Rows
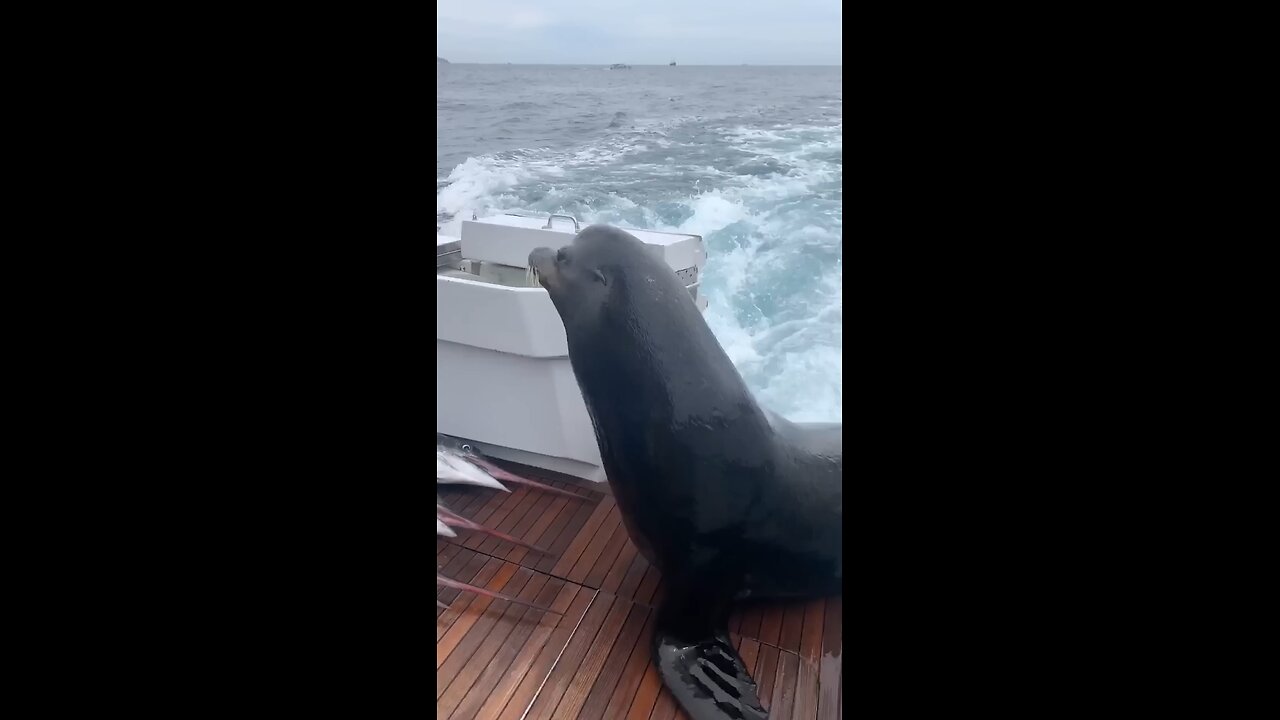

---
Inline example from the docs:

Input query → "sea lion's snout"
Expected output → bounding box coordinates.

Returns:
[529,247,559,290]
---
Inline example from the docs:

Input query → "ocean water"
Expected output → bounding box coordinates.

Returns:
[435,64,844,421]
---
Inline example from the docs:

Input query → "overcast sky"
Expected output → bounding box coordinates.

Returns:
[435,0,841,65]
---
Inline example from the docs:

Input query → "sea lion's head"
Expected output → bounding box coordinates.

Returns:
[529,225,687,327]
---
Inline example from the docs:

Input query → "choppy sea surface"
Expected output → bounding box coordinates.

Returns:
[435,64,844,421]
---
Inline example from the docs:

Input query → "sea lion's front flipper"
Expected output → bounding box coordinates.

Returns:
[653,591,769,720]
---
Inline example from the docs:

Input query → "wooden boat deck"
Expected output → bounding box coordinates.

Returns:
[435,462,842,720]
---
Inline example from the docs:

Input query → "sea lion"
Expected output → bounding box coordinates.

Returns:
[529,225,844,720]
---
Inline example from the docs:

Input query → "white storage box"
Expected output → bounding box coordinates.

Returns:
[435,215,707,482]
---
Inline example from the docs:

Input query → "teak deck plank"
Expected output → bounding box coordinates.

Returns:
[435,461,844,720]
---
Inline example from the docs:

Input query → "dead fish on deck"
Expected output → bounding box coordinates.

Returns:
[435,573,563,615]
[435,446,511,492]
[435,498,552,555]
[435,433,582,500]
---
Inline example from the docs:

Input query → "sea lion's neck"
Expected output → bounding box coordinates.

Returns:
[568,304,772,484]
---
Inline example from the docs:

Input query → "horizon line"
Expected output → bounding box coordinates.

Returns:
[436,61,845,68]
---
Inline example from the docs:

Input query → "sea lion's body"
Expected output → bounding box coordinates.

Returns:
[530,225,844,720]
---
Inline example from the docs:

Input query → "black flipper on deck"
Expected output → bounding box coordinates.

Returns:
[653,579,769,720]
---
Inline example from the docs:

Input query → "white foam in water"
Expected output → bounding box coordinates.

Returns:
[436,118,844,421]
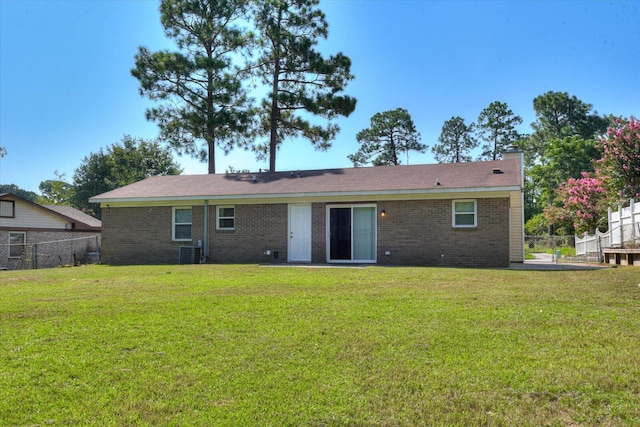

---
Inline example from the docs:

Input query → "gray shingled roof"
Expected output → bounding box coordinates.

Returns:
[91,159,522,203]
[42,205,102,228]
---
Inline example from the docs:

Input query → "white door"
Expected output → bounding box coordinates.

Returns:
[289,205,311,262]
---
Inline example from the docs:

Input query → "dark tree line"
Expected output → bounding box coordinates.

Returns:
[131,0,356,173]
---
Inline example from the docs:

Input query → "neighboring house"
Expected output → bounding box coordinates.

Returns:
[0,193,102,269]
[90,150,524,267]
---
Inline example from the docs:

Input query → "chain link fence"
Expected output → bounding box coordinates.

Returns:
[0,235,100,270]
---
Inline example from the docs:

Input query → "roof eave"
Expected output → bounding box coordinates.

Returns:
[89,185,521,204]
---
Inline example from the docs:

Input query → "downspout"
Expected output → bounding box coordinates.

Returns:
[200,200,209,264]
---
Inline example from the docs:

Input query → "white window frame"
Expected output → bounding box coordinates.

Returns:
[216,205,236,231]
[9,231,27,259]
[0,200,16,218]
[171,206,193,242]
[451,199,478,228]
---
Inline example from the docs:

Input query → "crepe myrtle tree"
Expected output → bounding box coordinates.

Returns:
[596,116,640,200]
[252,0,356,171]
[431,117,478,163]
[131,0,253,173]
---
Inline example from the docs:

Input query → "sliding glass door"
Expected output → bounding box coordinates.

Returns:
[327,205,376,262]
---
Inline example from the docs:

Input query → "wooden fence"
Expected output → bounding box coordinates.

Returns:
[576,199,640,258]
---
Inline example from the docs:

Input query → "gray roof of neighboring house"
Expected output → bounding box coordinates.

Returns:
[0,193,102,231]
[91,158,522,203]
[41,205,102,228]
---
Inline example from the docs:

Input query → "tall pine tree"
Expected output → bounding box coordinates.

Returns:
[131,0,252,173]
[348,108,427,166]
[254,0,356,171]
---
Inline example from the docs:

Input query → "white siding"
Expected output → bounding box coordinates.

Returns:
[0,200,68,230]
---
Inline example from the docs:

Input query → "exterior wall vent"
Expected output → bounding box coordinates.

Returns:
[179,246,202,264]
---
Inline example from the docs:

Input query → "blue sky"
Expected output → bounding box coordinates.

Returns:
[0,0,640,192]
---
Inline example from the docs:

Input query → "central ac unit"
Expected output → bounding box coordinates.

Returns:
[179,246,202,264]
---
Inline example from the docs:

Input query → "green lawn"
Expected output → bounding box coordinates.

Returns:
[0,265,640,426]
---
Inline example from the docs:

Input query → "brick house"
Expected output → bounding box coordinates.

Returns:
[0,193,102,270]
[90,149,524,267]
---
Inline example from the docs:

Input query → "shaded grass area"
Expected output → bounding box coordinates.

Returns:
[0,265,640,426]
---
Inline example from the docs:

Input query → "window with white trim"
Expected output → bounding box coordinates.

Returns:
[451,200,478,228]
[9,231,27,258]
[0,200,16,218]
[172,208,192,241]
[216,206,236,230]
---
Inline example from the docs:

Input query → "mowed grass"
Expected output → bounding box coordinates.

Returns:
[0,265,640,426]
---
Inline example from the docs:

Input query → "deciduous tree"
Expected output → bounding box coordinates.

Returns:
[131,0,252,173]
[431,117,478,163]
[348,108,427,167]
[254,0,356,171]
[37,171,75,206]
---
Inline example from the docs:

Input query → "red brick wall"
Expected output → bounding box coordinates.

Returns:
[102,198,509,267]
[102,206,203,265]
[209,204,288,263]
[378,198,509,267]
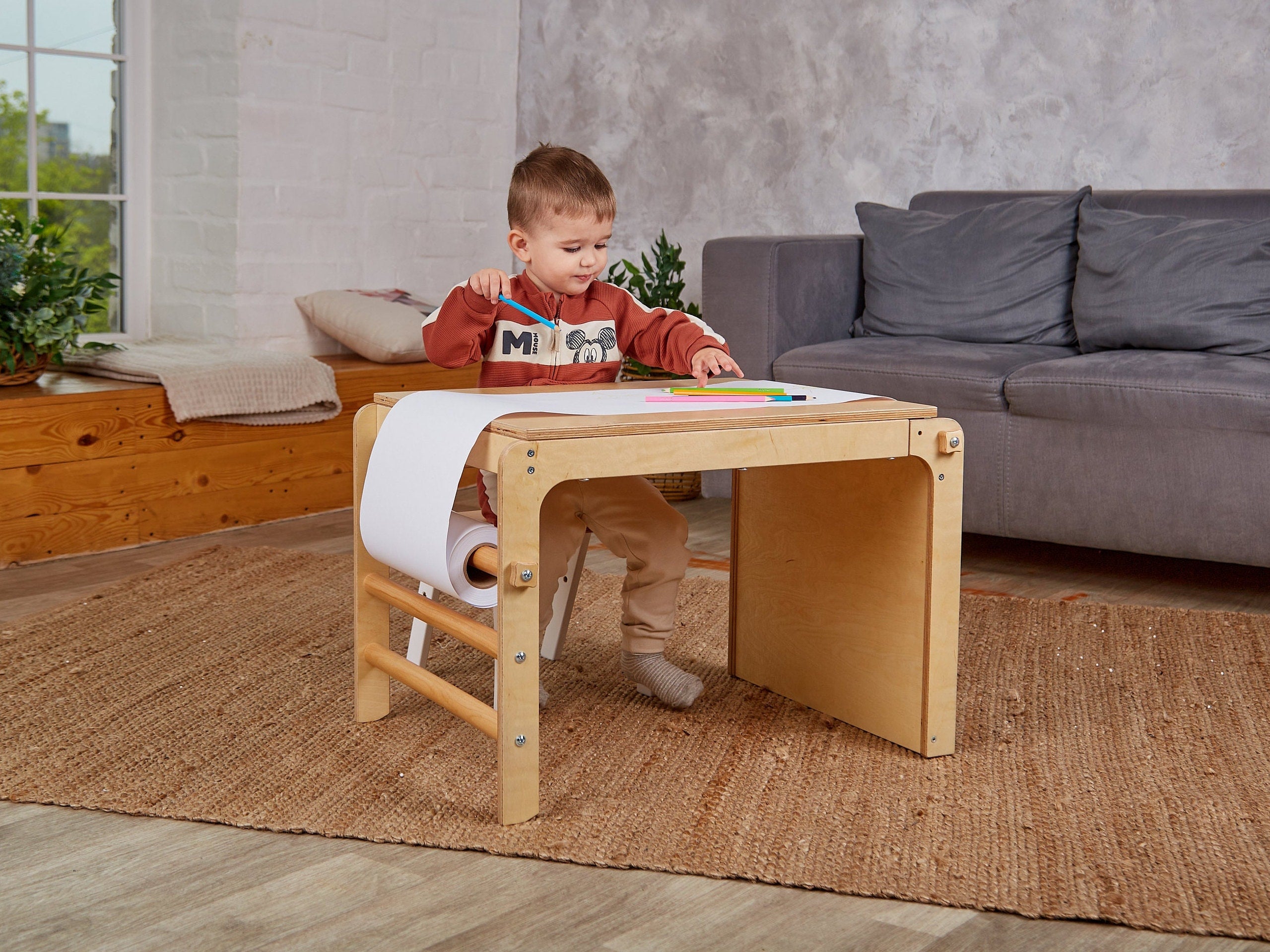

Exercise task
Lay out all of the lines above as a Markdown table with a "Row" column that numbers each row and a "Line" column that holds the line. Skip blank lines, and leave the pictures out.

Task result
| Row | Line |
|---|---|
| 1 | --- |
| 2 | Inline example from the docs: |
| 3 | Input query → "sea lion's snout" |
| 4 | Expected output → bounding box coordinates. |
| 5 | Returns: |
| 6 | [529,247,559,290] |
| 7 | --- |
| 8 | Inline example from the docs: |
| 9 | Input query → "ocean water" |
| 10 | Expected output → bounding box coordinates. |
| 11 | Returns: |
| 12 | [435,64,844,421] |
| 13 | --- |
| 14 | Inline example from the docs: |
| 15 | Input query → "overcast sky" |
| 16 | Expected output → bounding box coordinates. |
| 17 | Returns: |
| 18 | [435,0,841,65] |
| 19 | --- |
| 20 | Inline example from the docs: |
| 21 | Input query → "sea lion's head" |
| 22 | Expected output → bounding box coordinates. |
| 23 | Returns: |
| 24 | [529,225,687,327] |
| 25 | --- |
| 26 | Inline example from the docs: |
| 27 | Input query → "choppy sea surface" |
| 28 | Expected output → bounding box coordinates. |
| 29 | Returns: |
| 30 | [435,64,844,421] |
| 31 | --- |
| 32 | Inline example from the docs: |
| 33 | Input query → "sea lion's front flipper" |
| 34 | Expected output → bounding box coordinates. |
| 35 | Returns: |
| 36 | [653,591,769,720] |
| 37 | --- |
| 38 | Inline example from the docs: |
| 39 | Input query → "wooden boat deck" |
| 40 | Expected output → bounding box coordinates. |
| 41 | Returns: |
| 42 | [435,462,842,720] |
| 43 | --- |
| 44 | Inline example from the docs: |
| 45 | Input query → "sea lion" |
| 46 | Expected output → bounding box coordinates. |
| 47 | Returns: |
| 48 | [529,225,844,720] |
| 49 | --- |
| 50 | Inline example from the docs: |
| 51 | Input query → "white storage box" |
| 52 | Expected output → bounding box coordinates. |
| 53 | Returns: |
| 54 | [435,215,707,482] |
| 55 | --- |
| 56 | Inline example from the docs: |
| 57 | Input query → "teak deck plank" |
| 58 | Expected output → bounding box coordinates. |
| 59 | Returns: |
| 60 | [435,461,844,720] |
| 61 | --- |
| 62 | Inline example from the docs: |
| 63 | Input query → "dead fish on deck" |
| 64 | Expected output → bounding box coordinates. |
| 65 | Returns: |
| 66 | [435,573,563,615] |
| 67 | [435,446,511,492] |
| 68 | [435,498,552,555] |
| 69 | [435,433,582,500] |
| 70 | --- |
| 71 | Inline example from the docs: |
| 72 | Input query → "sea lion's neck" |
| 73 | Expected output → bounding box coordinates. |
| 74 | Returns: |
| 75 | [568,304,772,484] |
| 76 | --- |
| 77 | Inline example from the docs: |
| 78 | Input query → "horizon line" |
| 79 | Expected output → bounding box coordinates. |
| 80 | Returns: |
| 81 | [436,61,845,68] |
| 82 | --- |
| 83 | Inline example from the docs: |
| 84 | Input query → "sea lion's body" |
| 85 | Expected output → bounding box coordinates. |
| 86 | Returns: |
| 87 | [530,225,844,720] |
| 88 | --- |
| 89 | Inline example from the docs: |
| 90 | Input query → "black flipper on deck" |
| 91 | Expected output → bounding box coordinates. |
| 92 | Returns: |
| 93 | [653,579,769,720] |
| 94 | --- |
| 95 | Inline example from the docs: |
| 96 | Input query → "white foam in water" |
| 97 | Expected output → bounding box coordinates. |
| 98 | Returns: |
| 99 | [436,118,844,421] |
| 100 | --- |
| 101 | Inline example from the docs: |
| 102 | Input query → "gray shingled roof" |
| 103 | Expected output → bounding box coordinates. |
| 104 | Returns: |
| 105 | [91,159,522,203] |
| 106 | [42,205,102,228] |
| 107 | --- |
| 108 | Inline example from the docs: |
| 109 | Input query → "white door" |
| 110 | Expected output → bounding box coordinates. |
| 111 | Returns: |
| 112 | [289,205,311,262] |
| 113 | --- |
| 114 | Inline example from the docs: |
| 115 | Input query → "dark tree line" |
| 116 | Expected output → bounding box coordinates. |
| 117 | Returns: |
| 118 | [131,0,356,173] |
| 119 | --- |
| 120 | Inline example from the docs: |
| 121 | Input query → "neighboring house" |
| 122 | Expected output → bounding box coordinates. |
| 123 | Returns: |
| 124 | [0,193,102,269] |
| 125 | [90,150,524,267] |
| 126 | --- |
| 127 | Inline example from the docs: |
| 128 | Input query → "chain link fence" |
| 129 | Expected output → bounding box coordinates. |
| 130 | Returns: |
| 131 | [0,235,100,270] |
| 132 | --- |
| 133 | Inline example from the docs: |
| 134 | Input query → "roof eave" |
| 135 | Expected output → bounding box coordinates. |
| 136 | Returns: |
| 137 | [89,185,521,204] |
| 138 | --- |
| 139 | Inline example from the docs: |
| 140 | Input query → "downspout" |
| 141 | Expected output → bounding box coordinates. |
| 142 | Returns: |
| 143 | [200,200,209,264] |
| 144 | --- |
| 145 | Inline example from the docs: |
| 146 | Input query → "white window frame" |
| 147 | Expected output → bounding box coordinates. |
| 148 | Returns: |
| 149 | [216,205,236,231] |
| 150 | [9,231,27,259] |
| 151 | [0,200,16,218] |
| 152 | [171,206,193,242] |
| 153 | [451,199,478,228] |
| 154 | --- |
| 155 | Inline example from the docs: |
| 156 | Input query → "crepe myrtle tree" |
| 157 | Expected output → bounding box coordinates. |
| 158 | Returns: |
| 159 | [596,116,640,200] |
| 160 | [252,0,356,171] |
| 161 | [431,117,478,163] |
| 162 | [131,0,253,173] |
| 163 | --- |
| 164 | Inline example from the docs: |
| 165 | Input query → "sliding glass door" |
| 166 | Expected output → bounding box coordinates. |
| 167 | Returns: |
| 168 | [327,205,376,262] |
| 169 | --- |
| 170 | Inline example from the docs: |
| 171 | Input query → "wooden fence" |
| 172 | Expected output → bounding box coordinates. |
| 173 | Returns: |
| 174 | [576,199,640,258] |
| 175 | --- |
| 176 | Inline example from the docs: |
| 177 | Input query → "gray roof of neighboring house" |
| 178 | Expected output → bounding box coordinates. |
| 179 | Returns: |
| 180 | [0,193,102,231] |
| 181 | [91,158,522,203] |
| 182 | [41,205,102,228] |
| 183 | --- |
| 184 | Inline example from the docs: |
| 185 | Input query → "tall pine tree" |
| 186 | Expected output → bounding box coordinates. |
| 187 | Returns: |
| 188 | [131,0,252,173] |
| 189 | [348,108,427,166] |
| 190 | [254,0,356,171] |
| 191 | --- |
| 192 | Inline example from the docs: |
| 193 | Input query → "white siding" |
| 194 | Expected output → bounding box coordinates. |
| 195 | Returns: |
| 196 | [0,200,68,230] |
| 197 | --- |
| 198 | Inline example from the docs: |
| 199 | Input query → "exterior wall vent" |
| 200 | Expected output → bounding box coordinates. |
| 201 | Returns: |
| 202 | [179,246,202,264] |
| 203 | --- |
| 204 | Inline example from the docs: |
| 205 | Input query → "blue sky" |
| 206 | Expected output → bounding box coordinates. |
| 207 | Returns: |
| 208 | [0,0,640,192] |
| 209 | --- |
| 210 | Inline example from the docs: |
| 211 | Input query → "central ac unit" |
| 212 | Expected output → bounding box coordinates. |
| 213 | Returns: |
| 214 | [179,246,202,264] |
| 215 | --- |
| 216 | Inline example from the docs: |
| 217 | Input query → "green lawn" |
| 218 | Expected output → bounding box coordinates. |
| 219 | Returns: |
| 220 | [0,265,640,426] |
| 221 | --- |
| 222 | Inline example from the docs: |
| 223 | Input query → "brick house" |
| 224 | Expected output → bounding box coordinates. |
| 225 | Returns: |
| 226 | [0,193,102,270] |
| 227 | [90,149,524,267] |
| 228 | --- |
| 229 | Inline example from the docs: |
| 230 | Input query → "shaded grass area" |
| 231 | Expected output → bounding box coordinates. |
| 232 | Returns: |
| 233 | [0,265,640,426] |
| 234 | --- |
| 235 | Inline example from the docs: |
| 236 | Input query → "window with white trim" |
| 237 | Expected output → bounding box coordinates. |
| 238 | Returns: |
| 239 | [451,200,478,228] |
| 240 | [9,231,27,258] |
| 241 | [0,200,16,218] |
| 242 | [172,208,192,241] |
| 243 | [216,206,236,230] |
| 244 | --- |
| 245 | Inline example from the docs: |
| 246 | Input query → "mowed grass" |
| 247 | Expected output → bounding box coordinates. |
| 248 | Returns: |
| 249 | [0,265,640,426] |
| 250 | --- |
| 251 | Inline example from the docs: |
| 252 | Input query → "deciduous tree" |
| 253 | Expected output → bounding box coordinates. |
| 254 | Returns: |
| 255 | [131,0,252,173] |
| 256 | [431,117,478,163] |
| 257 | [348,108,427,167] |
| 258 | [254,0,356,171] |
| 259 | [37,171,75,206] |
| 260 | --- |
| 261 | Inline example from the docs: |
| 262 | Input query → "red brick wall" |
| 263 | Expected output → bounding box coordinates. |
| 264 | Returns: |
| 265 | [102,198,509,267] |
| 266 | [102,206,203,265] |
| 267 | [209,204,288,263] |
| 268 | [378,198,509,267] |